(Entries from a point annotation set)
--- START ---
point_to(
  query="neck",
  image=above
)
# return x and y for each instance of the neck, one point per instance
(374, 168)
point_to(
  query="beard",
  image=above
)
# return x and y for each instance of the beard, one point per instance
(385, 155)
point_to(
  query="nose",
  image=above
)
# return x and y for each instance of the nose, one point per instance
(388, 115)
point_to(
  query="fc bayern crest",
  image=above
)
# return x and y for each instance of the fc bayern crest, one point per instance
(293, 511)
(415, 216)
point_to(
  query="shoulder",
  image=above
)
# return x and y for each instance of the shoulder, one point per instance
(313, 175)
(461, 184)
--- END ---
What is asked = Arrange every line of the material above as a Markdown table with the columns "Row" and "Line," numbering each row and omitting any blank lines.

Problem solution =
| Row | Line |
|---|---|
| 1 | point_to( |
| 2 |   query="neck", |
| 3 |   image=above |
| 4 | ) |
| 5 | # return x and y for each instance of the neck, one point per instance |
| 6 | (374, 168) |
| 7 | point_to( |
| 8 |   query="beard", |
| 9 |   image=above |
| 10 | ) |
| 11 | # return x and y for each instance of the beard, one point per instance |
| 12 | (385, 155) |
| 13 | point_to( |
| 14 |   query="nose", |
| 15 |   image=above |
| 16 | ) |
| 17 | # return x and y for each instance of the nose, one point per instance |
| 18 | (388, 115) |
| 19 | point_to( |
| 20 |   query="fc bayern crest", |
| 21 |   image=above |
| 22 | ) |
| 23 | # return x and y for each instance of the fc bayern crest, one point per instance |
| 24 | (293, 511) |
| 25 | (415, 216) |
| 26 | point_to( |
| 27 |   query="shoulder", |
| 28 |   image=above |
| 29 | ) |
| 30 | # return x and y for each instance of the shoulder, one point per instance |
| 31 | (313, 175) |
| 32 | (461, 184) |